Con Diesel, la concettualità ruota principalmente intorno al tessuto e ai trattamenti a cui viene sottoposto, un gioco di trasformismi che si concretizza nel denim, il materiale che ha determinato il successo del brand nei primi ‘2000, tanto da spingere un Glenn adolescente a mettere da parte i primi soldi per comprarsi un paio di jeans Diesel. Forse un segno del destino. «Innanzitutto, il denim è una tela molto semplice da monipolare perché la struttura è molto rigida e stabile, ma allo stesso tempo trasformabile. È adatto ad ogni occasione, a secondo di come lo si abbina, con un tacco alto si può andare a un cocktail party, con gli scarponi da arrampicata si può fare trekking, con le sneaker partecipare ad un rave. È molto democratico, ed è per questo che lo amo, per la sua versatilità.» C’è in effetti una certa verve democratica nel lavoro di Martens per il brand, tanto nel design dei capi quanto nell’urgenza di trasmettere un messaggio globale, passando dall’inclusività alla sostenibilità. «Ovviamente non siamo Madre Teresa» commenta ridendo. «Ma in termini di responsabilità, inevitabilmente oggi non è più come negli anni '90. Specie quando si tratta di un marchio di lifestyle come Diesel. È una responsabilità che deriva dalla consapevolezza di parlare a tante persone.» Ad un certo punto il discorso cade sul Y2K, su come le sue creazioni abbiano contribuito a riabilitare un’epoca estetica che credevamo morta e sepolta e che ora invade in egual misura strade, feed e passerelle. A quanto pare, non era intenzionale. «Non so cosa ci sia di strano in questa storia degli anni 2000. Posso solo dire che per me è successo in modo molto naturale, perché Diesel è radicato in quell'epoca. Ogni direttore creativo intelligente che approda a un marchio dovrebbe impegnarsi a capire il motivo per cui tale marchio è diventato famoso. Per Diesel è stato più uno stile di vita, un atteggiamento "no bullshit" che sto cercando di rappresentare attraverso il marchio, molto diretto e un po' sfacciato, radicato nell'era di MTV e del divertimento.»
━━━━
Prosegui l'estratto sul lavoro di Martens per Diesel partendo subito dopo la sua ultima frase.

Estratti di un dataset di etichettatura a punti:
━━━━
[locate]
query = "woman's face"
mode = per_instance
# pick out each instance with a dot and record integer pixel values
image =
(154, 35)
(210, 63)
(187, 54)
━━━━
• Esito del compito:
Il metodo è la firma apposta a realtà molto diverse tra loro ma in qualche modo riconducibili a Martnes tramite una certa idea di design: «Devi rimanere fedele a te stesso, è la cosa più importante che ho imparato: l’integrità. All’Accademia di Anversa mi hanno insegnato a rifare le cose, mi dicevano sempre di rifare qualsiasi progetto scolastico. Non spiegavano mai cosa ci fosse di sbagliato nè il motivo. Questo mi ha permesso di trovare un linguaggio, connettermi realmente con me stesso.» Se con Diesel la sfida è stata portare alla ribalta uno storico brand di lifestyle interagendo con un pubblico sempre più ampio, con Jean Paul Gaultier si trattava di «un grande sogno, di vestire dee con abiti che hanno poco a che fare con la realtà», per Y/Project, il brand fondato da Yohan Serfaty di cui Martens è il direttore creativo dal 2013, c’è di mezzo l’avanguardia. Eppure anche «per Y/Project, la mia aspirazione come designer, non è quella di compiacere me stesso. Il mio ego creativo non è sempre legato alla sensazione di successo. Non è una questione di cosa voglio io. A volte mi sento estremamente felice anche solo nel vedere persone che indossano una maglia Diesel basica, bianca, organica e con il logo, un logo che non ho di certo ideato io ma che ho reinterpretato. Penso che sia già molto bello sapere che la gente per strada indossa una maglietta sostenibile e che ne stiamo vendendo a milioni, così come mi rende felice vedere Rihanna con un total look dei miei modelli più folli, sono solo sensazioni diverse.»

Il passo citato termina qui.